**CONSIGNE DONNÉE:**
Renvoyez tel quel, sans rien d'autre, le passage des données allant de la ligne contenant « excavator, that would be a great help. » à la ligne contenant « 347 7 L 402 », ces deux lignes comprises.

**DONNÉES D'ENTRÉE:**
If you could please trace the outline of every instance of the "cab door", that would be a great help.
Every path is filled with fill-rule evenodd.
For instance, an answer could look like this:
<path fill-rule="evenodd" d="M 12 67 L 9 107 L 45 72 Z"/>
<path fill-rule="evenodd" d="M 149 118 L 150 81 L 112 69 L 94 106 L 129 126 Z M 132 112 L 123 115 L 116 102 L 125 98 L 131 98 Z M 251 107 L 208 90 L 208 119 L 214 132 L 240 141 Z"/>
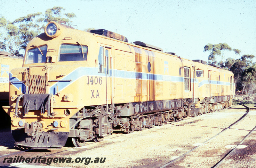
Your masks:
<path fill-rule="evenodd" d="M 212 71 L 210 70 L 208 70 L 208 82 L 209 83 L 209 87 L 206 88 L 208 90 L 209 97 L 210 98 L 210 101 L 212 101 Z"/>

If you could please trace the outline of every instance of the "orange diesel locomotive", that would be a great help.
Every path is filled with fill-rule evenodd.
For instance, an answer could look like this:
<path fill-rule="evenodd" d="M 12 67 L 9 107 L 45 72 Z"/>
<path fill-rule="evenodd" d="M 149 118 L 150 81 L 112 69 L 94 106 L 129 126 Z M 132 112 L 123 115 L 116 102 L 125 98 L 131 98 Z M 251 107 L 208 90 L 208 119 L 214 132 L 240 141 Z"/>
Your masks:
<path fill-rule="evenodd" d="M 15 144 L 60 147 L 70 137 L 80 146 L 231 105 L 231 72 L 162 50 L 49 23 L 10 73 L 4 109 Z"/>

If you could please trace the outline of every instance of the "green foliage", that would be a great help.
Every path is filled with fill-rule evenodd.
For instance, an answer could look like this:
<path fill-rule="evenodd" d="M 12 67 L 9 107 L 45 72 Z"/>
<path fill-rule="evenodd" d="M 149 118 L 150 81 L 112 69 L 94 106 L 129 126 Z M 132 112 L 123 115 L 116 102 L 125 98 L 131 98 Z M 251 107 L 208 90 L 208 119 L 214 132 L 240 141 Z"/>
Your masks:
<path fill-rule="evenodd" d="M 221 59 L 221 61 L 218 63 L 218 64 L 222 66 L 224 66 L 224 60 L 226 52 L 232 50 L 231 47 L 226 43 L 213 45 L 208 44 L 204 48 L 204 52 L 208 51 L 210 53 L 208 58 L 208 63 L 216 64 L 217 62 L 216 57 L 219 56 Z"/>
<path fill-rule="evenodd" d="M 229 69 L 234 74 L 236 89 L 242 93 L 254 90 L 253 89 L 254 87 L 253 83 L 256 78 L 255 77 L 250 78 L 252 78 L 252 73 L 255 72 L 256 69 L 256 66 L 252 62 L 255 57 L 252 55 L 243 55 L 240 58 L 234 60 Z M 227 59 L 226 61 L 228 61 Z"/>
<path fill-rule="evenodd" d="M 44 15 L 41 12 L 28 14 L 20 17 L 12 23 L 0 16 L 0 49 L 11 55 L 20 55 L 21 49 L 24 49 L 32 38 L 44 32 L 49 22 L 64 21 L 70 24 L 76 17 L 73 13 L 63 13 L 65 9 L 54 7 L 48 9 Z"/>

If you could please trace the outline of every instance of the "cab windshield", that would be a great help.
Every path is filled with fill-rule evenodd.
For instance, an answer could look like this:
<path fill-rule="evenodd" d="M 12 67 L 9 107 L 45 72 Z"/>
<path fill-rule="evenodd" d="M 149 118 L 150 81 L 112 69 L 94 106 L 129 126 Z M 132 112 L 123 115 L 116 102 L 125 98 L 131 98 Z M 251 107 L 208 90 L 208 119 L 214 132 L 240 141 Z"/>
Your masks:
<path fill-rule="evenodd" d="M 86 61 L 87 60 L 88 47 L 79 44 L 62 44 L 59 61 Z"/>
<path fill-rule="evenodd" d="M 47 46 L 45 45 L 36 47 L 28 51 L 25 64 L 45 62 Z"/>

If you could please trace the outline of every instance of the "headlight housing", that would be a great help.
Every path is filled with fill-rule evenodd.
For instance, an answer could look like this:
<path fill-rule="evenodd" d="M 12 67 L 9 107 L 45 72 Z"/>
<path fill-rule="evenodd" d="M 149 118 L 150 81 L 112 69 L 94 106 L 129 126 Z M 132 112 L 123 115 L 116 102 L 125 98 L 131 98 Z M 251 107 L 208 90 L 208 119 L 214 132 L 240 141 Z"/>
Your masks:
<path fill-rule="evenodd" d="M 63 29 L 60 29 L 60 25 L 55 22 L 52 21 L 48 23 L 44 28 L 44 32 L 48 36 L 54 38 L 59 36 Z"/>

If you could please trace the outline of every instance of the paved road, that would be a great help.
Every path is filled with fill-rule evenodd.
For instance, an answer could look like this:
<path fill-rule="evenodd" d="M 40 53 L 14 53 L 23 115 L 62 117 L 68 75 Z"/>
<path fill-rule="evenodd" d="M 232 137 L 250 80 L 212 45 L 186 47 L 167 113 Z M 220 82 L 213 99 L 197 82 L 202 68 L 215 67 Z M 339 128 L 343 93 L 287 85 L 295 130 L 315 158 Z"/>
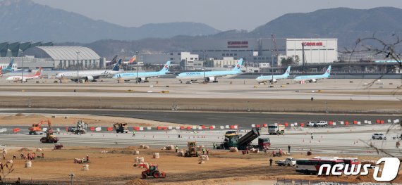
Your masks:
<path fill-rule="evenodd" d="M 1 113 L 40 113 L 40 114 L 85 114 L 93 115 L 118 116 L 150 120 L 172 123 L 195 125 L 238 125 L 240 128 L 250 128 L 252 124 L 262 125 L 275 122 L 293 123 L 308 121 L 364 121 L 377 120 L 396 120 L 400 116 L 391 115 L 344 115 L 316 114 L 271 114 L 246 113 L 193 113 L 181 111 L 129 111 L 112 110 L 52 110 L 52 109 L 3 109 Z"/>

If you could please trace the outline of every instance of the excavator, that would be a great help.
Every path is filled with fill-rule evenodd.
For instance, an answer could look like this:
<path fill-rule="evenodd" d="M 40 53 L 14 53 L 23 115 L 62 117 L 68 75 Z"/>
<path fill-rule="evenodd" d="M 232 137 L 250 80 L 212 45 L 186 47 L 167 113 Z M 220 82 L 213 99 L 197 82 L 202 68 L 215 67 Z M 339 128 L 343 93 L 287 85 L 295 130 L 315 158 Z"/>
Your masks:
<path fill-rule="evenodd" d="M 38 132 L 42 132 L 42 127 L 40 127 L 42 124 L 50 124 L 50 120 L 42 120 L 37 124 L 32 124 L 32 126 L 29 127 L 28 129 L 30 130 L 30 135 L 32 134 L 37 134 Z"/>
<path fill-rule="evenodd" d="M 140 166 L 145 169 L 145 171 L 141 172 L 142 179 L 147 179 L 149 176 L 153 176 L 154 178 L 165 178 L 166 177 L 166 174 L 164 172 L 158 169 L 157 165 L 150 165 L 149 167 L 146 164 L 140 164 Z"/>
<path fill-rule="evenodd" d="M 50 123 L 50 120 L 47 120 L 47 125 L 49 125 L 49 128 L 45 132 L 46 136 L 42 137 L 40 141 L 43 143 L 56 143 L 59 141 L 59 138 L 53 134 L 53 128 L 51 128 L 51 123 Z"/>

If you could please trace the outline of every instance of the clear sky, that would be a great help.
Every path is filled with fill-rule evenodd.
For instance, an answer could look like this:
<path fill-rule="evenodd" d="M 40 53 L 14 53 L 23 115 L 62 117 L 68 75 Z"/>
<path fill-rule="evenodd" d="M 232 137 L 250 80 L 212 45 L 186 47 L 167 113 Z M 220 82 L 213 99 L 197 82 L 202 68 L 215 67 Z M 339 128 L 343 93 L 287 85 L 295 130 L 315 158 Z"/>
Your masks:
<path fill-rule="evenodd" d="M 347 7 L 402 8 L 401 0 L 33 0 L 95 20 L 138 27 L 147 23 L 197 22 L 218 30 L 252 30 L 288 13 Z"/>

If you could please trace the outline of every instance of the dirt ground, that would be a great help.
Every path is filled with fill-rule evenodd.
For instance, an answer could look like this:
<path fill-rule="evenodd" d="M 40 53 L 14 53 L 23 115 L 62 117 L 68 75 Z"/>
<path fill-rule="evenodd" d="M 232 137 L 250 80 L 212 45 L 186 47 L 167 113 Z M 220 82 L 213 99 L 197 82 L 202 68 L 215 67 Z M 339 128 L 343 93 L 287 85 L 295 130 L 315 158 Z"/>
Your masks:
<path fill-rule="evenodd" d="M 212 151 L 209 160 L 205 164 L 199 164 L 197 158 L 176 156 L 174 151 L 162 151 L 158 148 L 149 150 L 138 149 L 137 147 L 126 148 L 63 148 L 52 151 L 43 148 L 44 159 L 35 159 L 32 167 L 25 167 L 25 160 L 20 159 L 21 148 L 8 149 L 6 159 L 12 158 L 13 154 L 17 159 L 13 161 L 13 172 L 6 176 L 6 181 L 16 181 L 18 177 L 21 182 L 63 182 L 70 181 L 68 174 L 75 174 L 74 181 L 79 184 L 96 183 L 97 184 L 219 184 L 221 183 L 249 182 L 250 179 L 265 182 L 277 179 L 305 179 L 327 181 L 361 182 L 374 181 L 372 177 L 318 177 L 296 173 L 293 167 L 269 166 L 266 153 L 242 155 L 240 152 Z M 36 148 L 29 148 L 36 152 Z M 183 148 L 181 148 L 183 149 Z M 138 150 L 140 155 L 133 155 Z M 102 153 L 107 151 L 108 153 Z M 159 153 L 160 158 L 152 158 L 154 153 Z M 90 156 L 90 170 L 84 171 L 83 164 L 75 164 L 74 158 L 85 158 Z M 136 156 L 144 157 L 146 162 L 157 164 L 159 167 L 167 174 L 166 179 L 149 178 L 139 179 L 142 169 L 133 167 Z M 303 155 L 291 155 L 296 158 L 305 158 Z M 284 159 L 286 156 L 274 158 L 275 160 Z M 342 157 L 342 156 L 339 156 Z M 345 156 L 347 157 L 347 156 Z M 359 157 L 360 160 L 378 160 L 371 157 Z M 1 162 L 6 161 L 1 160 Z M 8 170 L 5 170 L 5 174 Z M 402 183 L 398 176 L 394 181 Z"/>
<path fill-rule="evenodd" d="M 58 115 L 56 117 L 51 117 L 51 115 L 36 114 L 1 115 L 0 115 L 0 125 L 32 125 L 32 124 L 39 123 L 41 120 L 49 119 L 53 126 L 59 127 L 74 127 L 78 120 L 83 120 L 84 122 L 87 123 L 88 127 L 111 127 L 114 122 L 126 122 L 129 127 L 179 126 L 179 125 L 174 123 L 121 117 L 85 115 L 74 115 L 73 117 Z"/>

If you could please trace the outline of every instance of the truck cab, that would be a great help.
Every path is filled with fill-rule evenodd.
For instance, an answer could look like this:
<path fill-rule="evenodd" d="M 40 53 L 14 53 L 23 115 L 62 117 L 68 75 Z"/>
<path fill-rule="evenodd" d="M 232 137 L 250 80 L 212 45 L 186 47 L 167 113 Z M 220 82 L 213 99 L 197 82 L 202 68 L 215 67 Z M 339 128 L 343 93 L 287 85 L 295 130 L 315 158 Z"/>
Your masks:
<path fill-rule="evenodd" d="M 269 148 L 271 146 L 271 141 L 268 137 L 260 137 L 258 138 L 258 148 L 260 150 L 265 150 Z"/>

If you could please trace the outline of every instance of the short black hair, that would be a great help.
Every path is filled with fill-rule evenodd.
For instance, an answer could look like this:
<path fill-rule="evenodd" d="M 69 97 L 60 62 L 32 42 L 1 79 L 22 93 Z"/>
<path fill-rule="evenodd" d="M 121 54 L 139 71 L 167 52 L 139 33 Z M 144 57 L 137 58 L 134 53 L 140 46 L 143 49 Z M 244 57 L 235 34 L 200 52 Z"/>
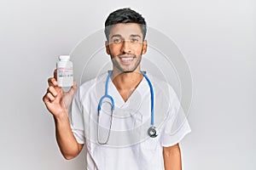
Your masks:
<path fill-rule="evenodd" d="M 105 21 L 105 35 L 108 41 L 108 36 L 112 26 L 119 23 L 137 23 L 140 26 L 143 32 L 143 39 L 145 39 L 147 24 L 145 19 L 137 12 L 129 8 L 120 8 L 111 13 Z"/>

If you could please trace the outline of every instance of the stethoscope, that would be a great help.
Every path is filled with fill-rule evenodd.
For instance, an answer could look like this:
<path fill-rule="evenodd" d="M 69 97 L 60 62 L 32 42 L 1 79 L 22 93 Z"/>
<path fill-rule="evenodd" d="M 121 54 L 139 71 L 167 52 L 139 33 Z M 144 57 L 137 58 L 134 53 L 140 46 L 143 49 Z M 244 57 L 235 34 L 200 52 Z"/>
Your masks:
<path fill-rule="evenodd" d="M 106 144 L 108 142 L 109 139 L 109 136 L 110 136 L 110 131 L 111 131 L 111 127 L 112 127 L 112 121 L 113 121 L 113 111 L 114 110 L 114 100 L 113 99 L 112 96 L 108 95 L 108 84 L 109 84 L 109 79 L 110 79 L 110 76 L 112 75 L 113 71 L 110 71 L 108 77 L 107 77 L 107 81 L 106 81 L 106 84 L 105 84 L 105 94 L 101 98 L 100 102 L 99 102 L 99 105 L 98 105 L 98 119 L 97 119 L 97 123 L 98 123 L 98 127 L 97 127 L 97 141 L 100 144 Z M 148 77 L 147 76 L 147 75 L 145 74 L 144 71 L 141 71 L 141 73 L 144 76 L 144 77 L 146 78 L 149 88 L 150 88 L 150 95 L 151 95 L 151 122 L 150 122 L 150 128 L 148 130 L 148 134 L 151 137 L 151 138 L 155 138 L 157 137 L 157 130 L 156 128 L 154 127 L 154 89 L 153 89 L 153 86 L 151 82 L 149 81 Z M 104 99 L 109 99 L 111 101 L 111 119 L 110 119 L 110 125 L 109 125 L 109 129 L 108 129 L 108 134 L 107 137 L 107 139 L 105 142 L 101 142 L 99 140 L 99 119 L 100 119 L 100 112 L 102 110 L 102 102 L 104 100 Z M 109 102 L 110 103 L 110 102 Z"/>

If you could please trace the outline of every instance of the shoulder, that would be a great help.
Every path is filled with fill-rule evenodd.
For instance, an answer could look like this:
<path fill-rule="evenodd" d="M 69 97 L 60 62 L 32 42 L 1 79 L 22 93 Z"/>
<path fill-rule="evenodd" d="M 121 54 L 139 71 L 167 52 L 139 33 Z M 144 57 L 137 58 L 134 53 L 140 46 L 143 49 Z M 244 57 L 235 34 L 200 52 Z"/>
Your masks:
<path fill-rule="evenodd" d="M 147 73 L 150 82 L 152 82 L 154 90 L 158 93 L 164 93 L 166 95 L 168 96 L 175 96 L 177 97 L 177 94 L 172 85 L 166 81 L 162 80 L 155 76 L 151 75 L 150 73 Z"/>

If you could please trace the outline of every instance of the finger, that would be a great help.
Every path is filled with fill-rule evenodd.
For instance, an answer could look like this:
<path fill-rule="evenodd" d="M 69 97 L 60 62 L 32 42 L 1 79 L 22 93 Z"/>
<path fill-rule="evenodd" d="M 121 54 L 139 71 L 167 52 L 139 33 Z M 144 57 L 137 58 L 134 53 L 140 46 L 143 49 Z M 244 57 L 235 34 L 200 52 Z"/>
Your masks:
<path fill-rule="evenodd" d="M 74 93 L 77 91 L 77 88 L 78 88 L 77 81 L 74 80 L 73 86 L 71 87 L 71 88 L 68 91 L 68 94 L 70 94 L 71 95 L 73 95 Z"/>
<path fill-rule="evenodd" d="M 54 71 L 54 78 L 57 80 L 57 70 L 55 69 Z"/>
<path fill-rule="evenodd" d="M 49 101 L 54 101 L 55 98 L 50 93 L 47 93 L 45 99 L 48 99 Z"/>
<path fill-rule="evenodd" d="M 56 81 L 55 78 L 51 77 L 51 78 L 48 79 L 48 84 L 49 84 L 49 86 L 55 87 L 55 86 L 58 86 L 58 82 Z"/>
<path fill-rule="evenodd" d="M 52 86 L 49 87 L 47 91 L 49 92 L 54 97 L 56 97 L 58 95 L 55 88 Z"/>

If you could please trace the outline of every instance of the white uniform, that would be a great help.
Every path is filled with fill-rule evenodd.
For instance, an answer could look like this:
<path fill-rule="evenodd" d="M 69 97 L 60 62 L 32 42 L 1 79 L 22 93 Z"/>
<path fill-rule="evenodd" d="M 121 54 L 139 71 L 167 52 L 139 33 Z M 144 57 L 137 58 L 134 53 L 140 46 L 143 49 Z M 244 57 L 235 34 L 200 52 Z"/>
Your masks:
<path fill-rule="evenodd" d="M 126 102 L 109 80 L 108 91 L 115 106 L 112 124 L 111 107 L 108 102 L 102 104 L 98 119 L 97 108 L 105 94 L 107 76 L 105 73 L 82 84 L 70 112 L 71 127 L 77 141 L 86 144 L 87 169 L 165 169 L 163 146 L 180 142 L 190 132 L 175 92 L 167 83 L 148 75 L 154 91 L 154 125 L 159 131 L 156 138 L 150 138 L 148 129 L 151 120 L 151 98 L 145 77 Z M 98 140 L 106 142 L 110 126 L 108 144 L 98 144 Z"/>

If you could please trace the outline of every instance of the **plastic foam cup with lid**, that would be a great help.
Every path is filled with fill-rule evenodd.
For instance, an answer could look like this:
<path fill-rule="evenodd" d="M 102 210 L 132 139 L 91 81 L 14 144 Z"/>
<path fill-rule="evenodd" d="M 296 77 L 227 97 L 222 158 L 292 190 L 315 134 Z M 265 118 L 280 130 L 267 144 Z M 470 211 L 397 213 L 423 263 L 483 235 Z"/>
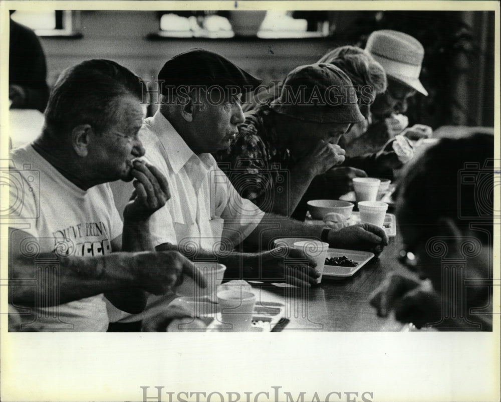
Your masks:
<path fill-rule="evenodd" d="M 379 201 L 362 201 L 358 203 L 360 222 L 372 224 L 381 228 L 384 224 L 384 217 L 387 210 L 388 204 Z"/>
<path fill-rule="evenodd" d="M 353 189 L 357 202 L 375 201 L 380 184 L 381 180 L 378 178 L 355 177 L 353 179 Z"/>

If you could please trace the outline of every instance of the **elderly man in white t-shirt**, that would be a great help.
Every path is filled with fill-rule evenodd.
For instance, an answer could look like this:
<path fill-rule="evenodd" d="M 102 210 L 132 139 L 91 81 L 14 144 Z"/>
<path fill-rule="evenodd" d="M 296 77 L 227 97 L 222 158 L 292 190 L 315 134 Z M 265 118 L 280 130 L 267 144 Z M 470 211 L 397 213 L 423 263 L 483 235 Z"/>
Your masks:
<path fill-rule="evenodd" d="M 226 266 L 226 279 L 310 286 L 320 275 L 315 263 L 310 261 L 308 270 L 286 266 L 283 254 L 266 251 L 274 239 L 316 238 L 338 248 L 376 252 L 388 244 L 384 232 L 373 225 L 323 229 L 265 214 L 238 194 L 210 153 L 229 146 L 244 120 L 241 94 L 255 89 L 259 80 L 218 54 L 194 49 L 167 61 L 158 80 L 159 109 L 139 134 L 146 157 L 167 177 L 172 194 L 151 217 L 157 250 L 178 250 L 195 261 L 216 259 Z M 244 240 L 265 251 L 233 252 Z M 298 250 L 290 252 L 306 258 Z"/>
<path fill-rule="evenodd" d="M 106 331 L 105 297 L 138 313 L 146 292 L 168 292 L 183 274 L 204 286 L 191 263 L 154 251 L 150 239 L 149 217 L 170 194 L 157 169 L 135 160 L 144 153 L 143 90 L 114 62 L 69 68 L 51 94 L 40 136 L 12 151 L 10 330 Z M 119 179 L 134 179 L 135 188 L 123 224 L 108 184 Z"/>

**EXERCICE CORRIGÉ:**
If you could please trace the outline of every instance of the excavator, that would be a great help.
Every path is filled with fill-rule evenodd.
For instance, an answer could look like this:
<path fill-rule="evenodd" d="M 40 53 L 14 53 L 23 115 L 62 117 L 68 75 Z"/>
<path fill-rule="evenodd" d="M 232 137 L 250 80 L 212 45 L 186 47 L 167 113 Z M 220 82 L 213 99 L 197 82 L 202 68 L 215 67 Z M 339 128 L 343 93 L 287 85 L 295 130 L 315 158 Z"/>
Your masks:
<path fill-rule="evenodd" d="M 38 132 L 42 132 L 42 127 L 40 127 L 42 124 L 50 124 L 50 120 L 42 120 L 37 124 L 32 124 L 32 126 L 29 127 L 28 129 L 30 130 L 30 135 L 32 134 L 37 134 Z"/>
<path fill-rule="evenodd" d="M 140 166 L 145 169 L 145 171 L 141 172 L 142 179 L 147 179 L 149 176 L 153 176 L 154 178 L 165 178 L 166 177 L 166 174 L 164 172 L 158 169 L 157 165 L 150 165 L 149 167 L 146 164 L 140 164 Z"/>
<path fill-rule="evenodd" d="M 50 123 L 50 120 L 47 120 L 47 125 L 49 125 L 49 128 L 45 132 L 46 136 L 42 137 L 40 141 L 43 143 L 56 143 L 59 141 L 59 138 L 53 134 L 53 128 L 51 128 L 51 123 Z"/>

If you could please trace the outline of every instance of the clear sky, that would be a great help.
Every path is filled with fill-rule evenodd.
For instance, an answer could look like this:
<path fill-rule="evenodd" d="M 40 53 L 14 53 L 23 115 L 62 117 L 68 75 Z"/>
<path fill-rule="evenodd" d="M 232 137 L 250 80 L 212 45 L 186 47 L 167 113 Z M 220 82 L 213 99 L 197 82 L 202 68 L 215 67 Z M 339 128 L 343 93 L 287 85 L 295 130 L 315 158 Z"/>
Your masks:
<path fill-rule="evenodd" d="M 347 7 L 402 8 L 401 0 L 33 0 L 95 20 L 138 27 L 147 23 L 197 22 L 218 30 L 252 30 L 288 13 Z"/>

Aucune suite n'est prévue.